WHAT NEEDS TO BE DONE
Copy the part of the records below that opens with the line containing "Each instance receives a single keypoint. Tag the dog's neck" and runs through the end of the records, keeping every request. In the answers, multiply each point coordinate by 1.25 and round it to a whole number, rounding halves up.

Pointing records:
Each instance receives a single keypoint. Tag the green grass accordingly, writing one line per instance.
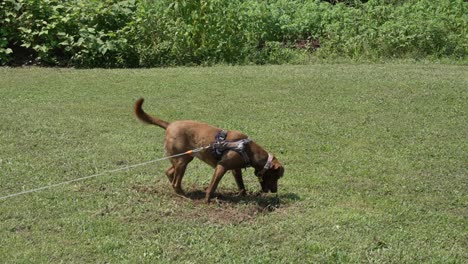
(375, 155)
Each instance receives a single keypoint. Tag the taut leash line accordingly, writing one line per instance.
(189, 152)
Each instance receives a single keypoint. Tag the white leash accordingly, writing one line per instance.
(102, 173)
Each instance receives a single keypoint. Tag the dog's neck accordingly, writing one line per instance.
(257, 155)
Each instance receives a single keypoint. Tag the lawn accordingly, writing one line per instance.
(376, 160)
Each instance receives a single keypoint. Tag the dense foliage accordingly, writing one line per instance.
(144, 33)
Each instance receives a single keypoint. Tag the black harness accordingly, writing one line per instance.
(221, 145)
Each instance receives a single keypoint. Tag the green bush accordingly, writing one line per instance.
(146, 33)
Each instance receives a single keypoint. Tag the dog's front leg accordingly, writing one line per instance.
(220, 170)
(239, 181)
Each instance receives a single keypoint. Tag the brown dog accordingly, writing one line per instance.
(185, 135)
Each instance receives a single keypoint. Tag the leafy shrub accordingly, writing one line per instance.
(146, 33)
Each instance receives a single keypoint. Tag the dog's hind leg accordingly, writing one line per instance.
(239, 181)
(170, 174)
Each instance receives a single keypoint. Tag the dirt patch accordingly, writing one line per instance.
(227, 207)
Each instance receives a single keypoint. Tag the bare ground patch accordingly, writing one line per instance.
(227, 207)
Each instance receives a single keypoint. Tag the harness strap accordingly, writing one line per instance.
(221, 145)
(267, 165)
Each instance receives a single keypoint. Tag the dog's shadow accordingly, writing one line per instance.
(264, 202)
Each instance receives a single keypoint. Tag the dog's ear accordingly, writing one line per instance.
(276, 166)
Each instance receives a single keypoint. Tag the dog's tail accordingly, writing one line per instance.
(140, 114)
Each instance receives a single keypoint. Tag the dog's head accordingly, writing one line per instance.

SOLUTION
Each instance receives a single keypoint. Tag the dog's neck accordingly, writing one line per instance.
(321, 194)
Each instance receives a single keypoint. Tag the lawn accordingly, writing one line per instance.
(470, 200)
Each instance receives a single keypoint. Tag the dense foliage accordingly, writing one line per instance.
(180, 41)
Each instance receives a single keypoint. Tag the black harness accordingly, writing one line per instance.
(276, 181)
Each instance receives a single keypoint. Tag the green bush accordingly, writing one line per instance.
(183, 41)
Each instance receives a single keypoint. Tag the dog's front leg accordingly, writing one line per instance.
(275, 213)
(299, 226)
Each instance receives a single keypoint. Tag the brown dog accordingly, writing one line per instance.
(231, 169)
Each instance receives a single keypoint. Tag the leafy shrub accordingly, writing one line per instance.
(183, 41)
Each instance receives a single keypoint. Tag the dog's hind leg accordingly, writing one line per instance.
(299, 226)
(213, 218)
Each instance receives a single keypoint. Tag the dirt patch accordingly, writing one line per instance.
(284, 259)
Each instance receives a single keypoint. Tag the bare ground patch accordingly, writing one line per instance.
(284, 259)
Each instance receives a single keypoint. Tag the harness strap accordingly, writing one line per instance.
(276, 181)
(334, 206)
Each instance receives a single keypoint. Tag the dog's shadow accordingly, writing one line per instance.
(330, 253)
Each instance receives a single keypoint. Tag the dog's ear accordingly, writing one line per instance.
(345, 208)
Each instance receives a single keypoint. Tag the dog's tail accordingly, writing one line per instance.
(175, 143)
Each instance receives a single keypoint. Tag the dog's head accordingly, writing one line per instance.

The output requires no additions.